== TASK TO CARRY OUT ==
Identify each line of the material below that contains the word "torii" and copy every such line.

***** PROVIDED DATA

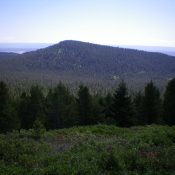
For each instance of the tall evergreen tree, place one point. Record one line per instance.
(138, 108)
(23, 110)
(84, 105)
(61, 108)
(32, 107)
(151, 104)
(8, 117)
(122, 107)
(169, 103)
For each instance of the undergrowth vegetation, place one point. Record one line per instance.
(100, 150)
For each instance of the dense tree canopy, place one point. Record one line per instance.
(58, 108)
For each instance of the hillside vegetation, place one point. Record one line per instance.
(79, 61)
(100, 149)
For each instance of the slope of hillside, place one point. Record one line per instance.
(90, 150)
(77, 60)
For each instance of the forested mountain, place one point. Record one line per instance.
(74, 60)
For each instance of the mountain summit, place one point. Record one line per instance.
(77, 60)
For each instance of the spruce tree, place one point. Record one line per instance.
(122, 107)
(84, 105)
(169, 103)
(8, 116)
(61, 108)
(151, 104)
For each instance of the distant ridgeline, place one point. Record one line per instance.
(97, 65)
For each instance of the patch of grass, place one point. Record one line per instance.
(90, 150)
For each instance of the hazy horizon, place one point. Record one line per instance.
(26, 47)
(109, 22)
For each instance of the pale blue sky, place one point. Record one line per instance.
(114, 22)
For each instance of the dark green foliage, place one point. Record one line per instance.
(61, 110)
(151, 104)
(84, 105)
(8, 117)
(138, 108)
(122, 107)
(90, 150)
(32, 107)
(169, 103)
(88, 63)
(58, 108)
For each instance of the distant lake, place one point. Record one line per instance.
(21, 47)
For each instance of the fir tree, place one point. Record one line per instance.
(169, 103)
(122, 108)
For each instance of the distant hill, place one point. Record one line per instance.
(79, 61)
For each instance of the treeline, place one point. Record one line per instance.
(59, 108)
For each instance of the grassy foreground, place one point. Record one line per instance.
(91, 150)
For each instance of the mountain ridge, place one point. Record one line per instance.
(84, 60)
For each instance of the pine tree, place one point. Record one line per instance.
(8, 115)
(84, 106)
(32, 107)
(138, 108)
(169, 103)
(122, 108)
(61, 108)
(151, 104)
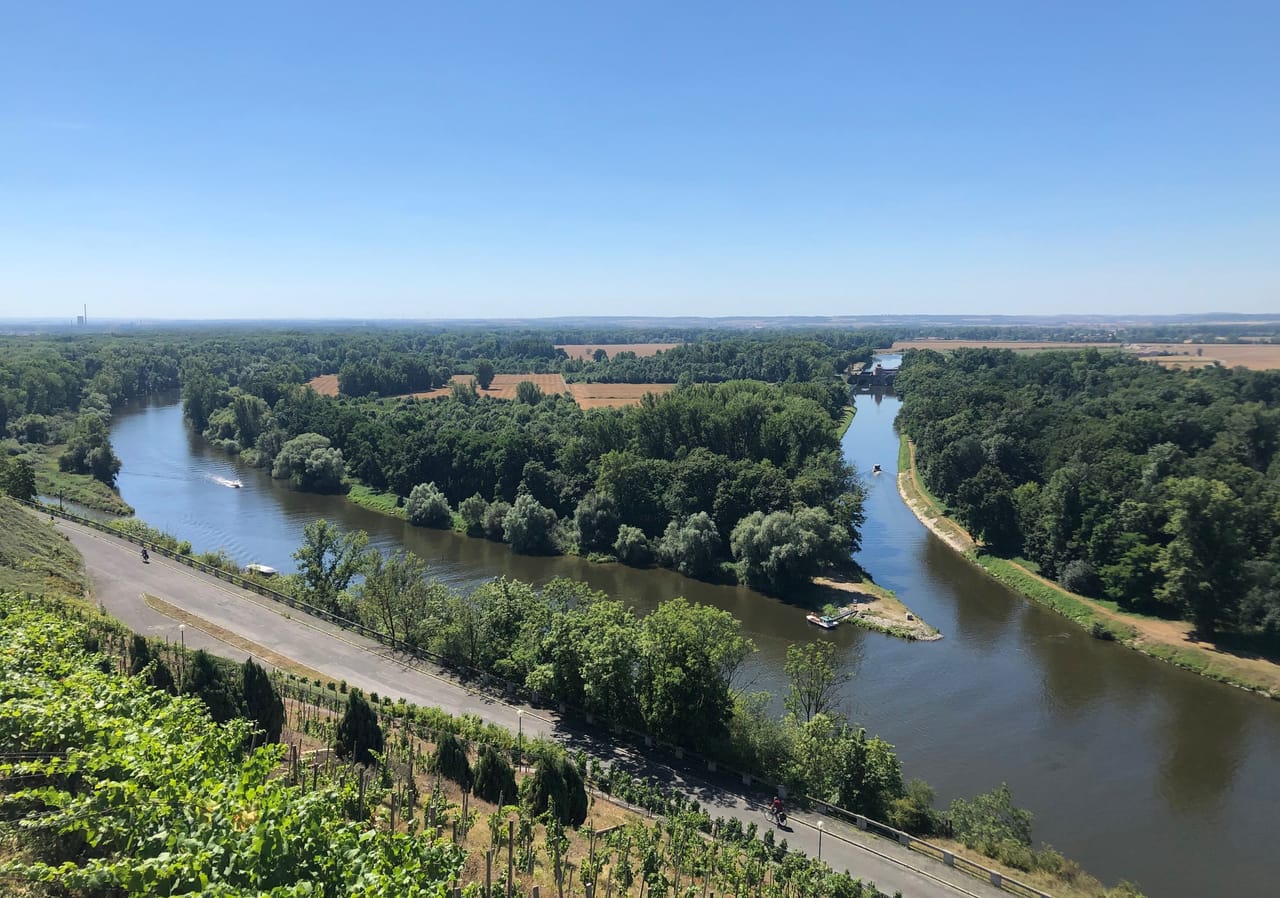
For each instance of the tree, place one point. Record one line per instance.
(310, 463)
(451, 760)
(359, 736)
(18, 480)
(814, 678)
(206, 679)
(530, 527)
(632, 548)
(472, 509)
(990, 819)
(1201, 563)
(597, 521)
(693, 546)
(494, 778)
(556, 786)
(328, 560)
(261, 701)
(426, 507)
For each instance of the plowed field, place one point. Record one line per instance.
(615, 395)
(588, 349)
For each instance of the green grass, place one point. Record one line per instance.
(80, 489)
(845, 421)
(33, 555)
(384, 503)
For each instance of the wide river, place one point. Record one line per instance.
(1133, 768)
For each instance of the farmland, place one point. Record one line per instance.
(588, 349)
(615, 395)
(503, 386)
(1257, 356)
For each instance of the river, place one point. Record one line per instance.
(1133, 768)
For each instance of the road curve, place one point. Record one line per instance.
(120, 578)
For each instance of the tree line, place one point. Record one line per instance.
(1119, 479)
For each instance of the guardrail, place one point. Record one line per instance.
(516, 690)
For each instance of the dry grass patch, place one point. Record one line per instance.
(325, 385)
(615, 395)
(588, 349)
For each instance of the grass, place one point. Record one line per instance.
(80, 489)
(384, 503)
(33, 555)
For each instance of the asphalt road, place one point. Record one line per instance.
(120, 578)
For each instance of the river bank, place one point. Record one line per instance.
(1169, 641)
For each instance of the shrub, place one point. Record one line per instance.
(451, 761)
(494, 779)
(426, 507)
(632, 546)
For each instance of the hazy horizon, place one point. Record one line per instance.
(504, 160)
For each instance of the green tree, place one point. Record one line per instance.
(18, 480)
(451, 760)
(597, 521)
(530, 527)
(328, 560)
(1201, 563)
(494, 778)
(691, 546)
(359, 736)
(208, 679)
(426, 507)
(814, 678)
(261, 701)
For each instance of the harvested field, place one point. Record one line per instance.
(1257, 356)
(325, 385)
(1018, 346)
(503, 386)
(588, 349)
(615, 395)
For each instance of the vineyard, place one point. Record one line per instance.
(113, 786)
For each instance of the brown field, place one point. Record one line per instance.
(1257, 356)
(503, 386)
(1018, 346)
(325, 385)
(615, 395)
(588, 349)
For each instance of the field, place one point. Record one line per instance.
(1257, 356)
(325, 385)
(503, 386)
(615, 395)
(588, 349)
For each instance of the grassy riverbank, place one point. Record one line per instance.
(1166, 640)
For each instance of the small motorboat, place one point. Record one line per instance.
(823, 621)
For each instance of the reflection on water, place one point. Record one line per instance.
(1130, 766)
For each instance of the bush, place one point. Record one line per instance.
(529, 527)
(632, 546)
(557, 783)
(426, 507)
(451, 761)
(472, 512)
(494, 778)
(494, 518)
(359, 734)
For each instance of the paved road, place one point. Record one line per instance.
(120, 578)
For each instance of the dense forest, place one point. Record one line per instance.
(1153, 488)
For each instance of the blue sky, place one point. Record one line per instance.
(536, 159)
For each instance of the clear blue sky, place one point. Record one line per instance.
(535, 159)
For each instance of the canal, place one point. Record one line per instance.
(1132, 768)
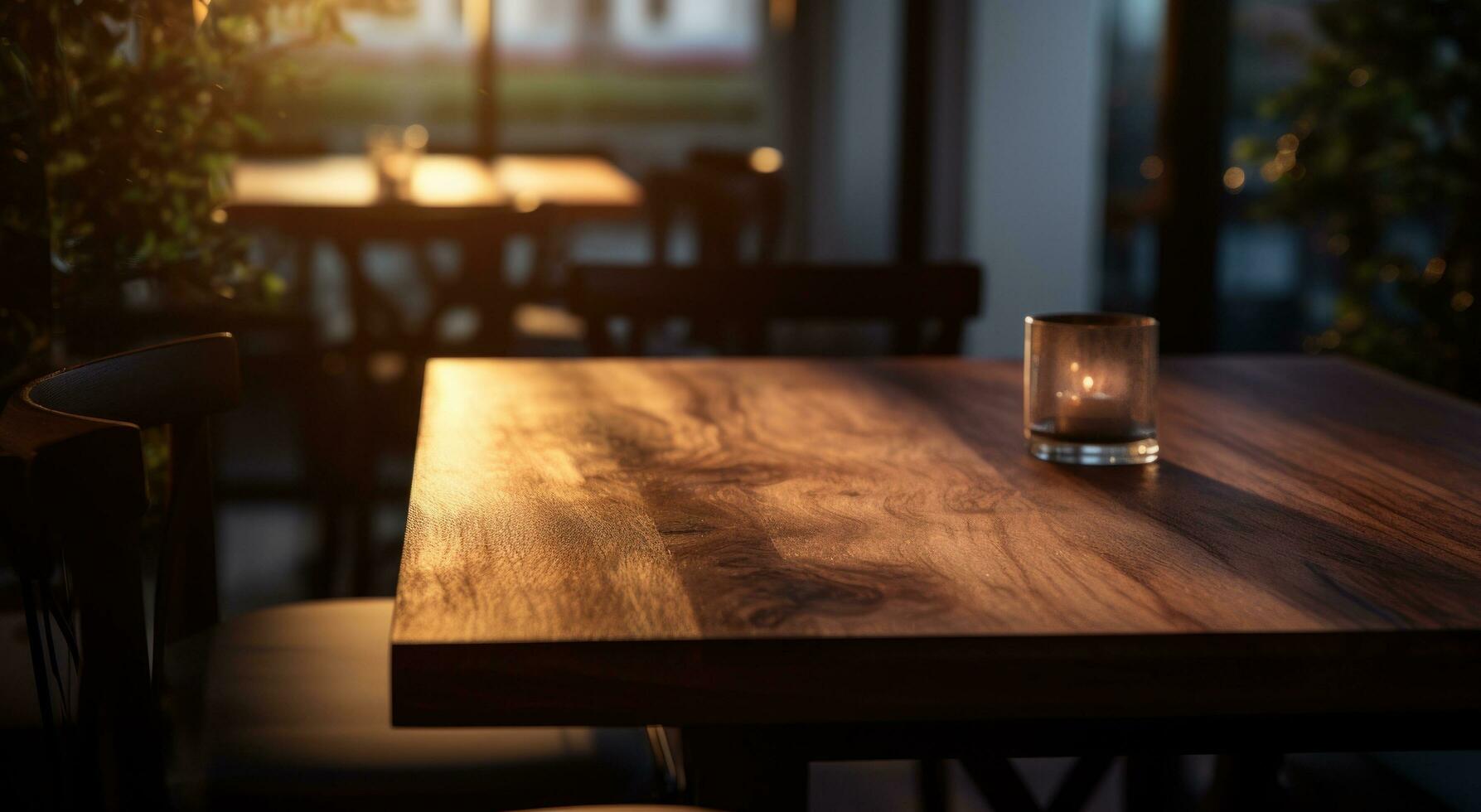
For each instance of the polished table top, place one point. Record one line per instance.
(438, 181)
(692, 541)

**********
***** PROVIDED DATA

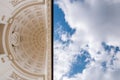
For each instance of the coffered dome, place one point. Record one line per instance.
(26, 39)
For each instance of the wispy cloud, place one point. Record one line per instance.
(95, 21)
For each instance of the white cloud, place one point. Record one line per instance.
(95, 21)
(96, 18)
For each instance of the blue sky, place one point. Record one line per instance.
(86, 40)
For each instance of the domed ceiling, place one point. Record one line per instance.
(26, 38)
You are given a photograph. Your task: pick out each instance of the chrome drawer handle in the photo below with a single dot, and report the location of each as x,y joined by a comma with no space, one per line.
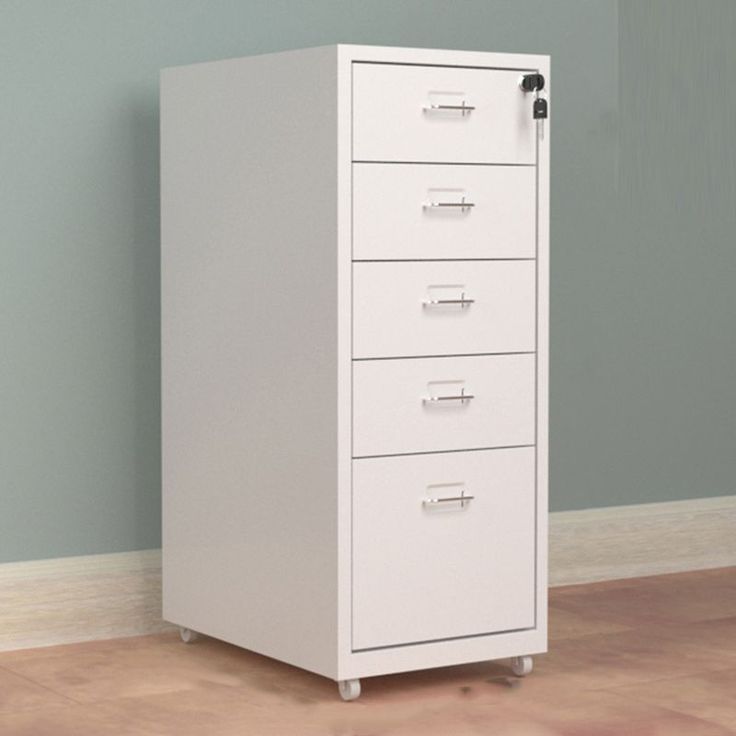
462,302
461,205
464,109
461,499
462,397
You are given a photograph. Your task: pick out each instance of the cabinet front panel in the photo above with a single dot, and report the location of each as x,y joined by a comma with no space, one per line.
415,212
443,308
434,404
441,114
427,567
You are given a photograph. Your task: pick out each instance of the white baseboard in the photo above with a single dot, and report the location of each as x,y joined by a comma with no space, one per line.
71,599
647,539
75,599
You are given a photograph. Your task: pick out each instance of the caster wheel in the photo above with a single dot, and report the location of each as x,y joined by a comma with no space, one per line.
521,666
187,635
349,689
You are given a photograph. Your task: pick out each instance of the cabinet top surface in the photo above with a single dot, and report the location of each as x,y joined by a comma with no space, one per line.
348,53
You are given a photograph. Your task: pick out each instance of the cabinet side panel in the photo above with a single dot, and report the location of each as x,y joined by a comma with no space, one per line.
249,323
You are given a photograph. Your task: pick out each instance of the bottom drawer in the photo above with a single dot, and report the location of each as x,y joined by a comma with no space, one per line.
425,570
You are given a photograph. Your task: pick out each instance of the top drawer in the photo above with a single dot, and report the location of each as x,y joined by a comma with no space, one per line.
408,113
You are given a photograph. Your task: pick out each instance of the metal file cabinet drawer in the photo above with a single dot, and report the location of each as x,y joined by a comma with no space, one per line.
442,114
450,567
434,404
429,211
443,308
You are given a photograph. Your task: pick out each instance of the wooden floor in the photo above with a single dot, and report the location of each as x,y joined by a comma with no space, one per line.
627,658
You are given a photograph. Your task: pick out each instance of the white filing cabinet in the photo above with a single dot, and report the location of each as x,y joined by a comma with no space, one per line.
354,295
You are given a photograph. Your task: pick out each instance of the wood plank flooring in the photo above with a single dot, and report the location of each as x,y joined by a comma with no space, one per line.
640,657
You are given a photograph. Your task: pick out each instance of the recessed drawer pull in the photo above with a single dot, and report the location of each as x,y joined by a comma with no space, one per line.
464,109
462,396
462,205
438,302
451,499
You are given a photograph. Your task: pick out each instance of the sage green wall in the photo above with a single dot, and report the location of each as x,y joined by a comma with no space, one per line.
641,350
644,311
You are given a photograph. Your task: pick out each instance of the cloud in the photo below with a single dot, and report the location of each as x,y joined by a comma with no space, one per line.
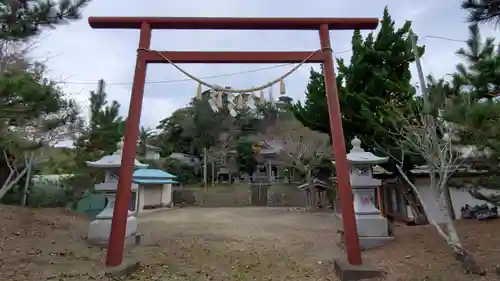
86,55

**********
***** PROVIDED DATA

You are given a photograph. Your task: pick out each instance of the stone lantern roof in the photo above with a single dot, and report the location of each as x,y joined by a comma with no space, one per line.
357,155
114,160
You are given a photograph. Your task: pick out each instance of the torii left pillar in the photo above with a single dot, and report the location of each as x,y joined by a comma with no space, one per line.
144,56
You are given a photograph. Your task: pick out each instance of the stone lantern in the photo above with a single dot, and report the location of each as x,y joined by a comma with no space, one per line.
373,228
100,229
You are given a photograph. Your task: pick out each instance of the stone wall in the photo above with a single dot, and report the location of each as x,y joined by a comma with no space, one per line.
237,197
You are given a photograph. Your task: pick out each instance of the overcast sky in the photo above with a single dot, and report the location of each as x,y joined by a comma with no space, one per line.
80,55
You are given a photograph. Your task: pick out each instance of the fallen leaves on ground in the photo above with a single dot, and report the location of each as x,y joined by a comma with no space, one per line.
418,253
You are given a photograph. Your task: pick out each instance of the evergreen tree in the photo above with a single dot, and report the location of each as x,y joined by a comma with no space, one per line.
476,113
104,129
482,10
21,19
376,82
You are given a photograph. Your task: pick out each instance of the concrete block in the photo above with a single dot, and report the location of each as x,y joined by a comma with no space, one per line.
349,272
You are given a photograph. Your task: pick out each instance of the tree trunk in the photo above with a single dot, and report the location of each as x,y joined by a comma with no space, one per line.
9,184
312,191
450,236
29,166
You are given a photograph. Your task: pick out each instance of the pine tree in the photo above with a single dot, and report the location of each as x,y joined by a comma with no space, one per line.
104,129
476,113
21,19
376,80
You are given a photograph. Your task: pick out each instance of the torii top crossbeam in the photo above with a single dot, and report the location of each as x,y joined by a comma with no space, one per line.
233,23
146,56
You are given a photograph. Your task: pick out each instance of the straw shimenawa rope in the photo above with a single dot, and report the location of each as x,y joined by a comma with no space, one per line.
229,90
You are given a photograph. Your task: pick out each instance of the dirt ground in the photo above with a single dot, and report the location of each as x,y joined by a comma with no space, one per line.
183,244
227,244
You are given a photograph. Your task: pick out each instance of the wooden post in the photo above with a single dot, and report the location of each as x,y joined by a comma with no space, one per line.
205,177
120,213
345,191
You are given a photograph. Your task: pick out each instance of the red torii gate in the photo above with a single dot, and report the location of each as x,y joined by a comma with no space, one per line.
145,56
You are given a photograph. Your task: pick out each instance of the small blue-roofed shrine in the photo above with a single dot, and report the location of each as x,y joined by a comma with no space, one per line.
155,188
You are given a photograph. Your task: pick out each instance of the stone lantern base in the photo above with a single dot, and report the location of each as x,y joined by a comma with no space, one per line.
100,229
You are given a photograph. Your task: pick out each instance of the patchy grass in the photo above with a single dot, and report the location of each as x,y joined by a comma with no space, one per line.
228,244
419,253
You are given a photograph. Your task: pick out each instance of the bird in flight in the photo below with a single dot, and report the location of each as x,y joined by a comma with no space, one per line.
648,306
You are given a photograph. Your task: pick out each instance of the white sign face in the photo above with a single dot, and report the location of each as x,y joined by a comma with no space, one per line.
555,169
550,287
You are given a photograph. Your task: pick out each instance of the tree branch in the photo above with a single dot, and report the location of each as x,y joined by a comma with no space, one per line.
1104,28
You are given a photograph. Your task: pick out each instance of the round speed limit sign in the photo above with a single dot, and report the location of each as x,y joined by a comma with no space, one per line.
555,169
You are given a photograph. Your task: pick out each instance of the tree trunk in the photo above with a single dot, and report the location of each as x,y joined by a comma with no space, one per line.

**********

== COMPLETED TASK ==
You are given a photograph. Your task: pick out each instance of the torii left pillar in the photo above with a single dot, and report the location of each as x,y joined by a comma with no space, one per line.
You are given a photograph. Your task: pick out each instance of the torii top crossbeam in the photo above with a single dot, and report the location of each as x,y joined by a comma with no space, one per line.
You are given a photograph. Your task: pick out each instance of the red torii gate in the photo above with a single dot, and report the location of each as x,y joined by a comma with no space, one per line.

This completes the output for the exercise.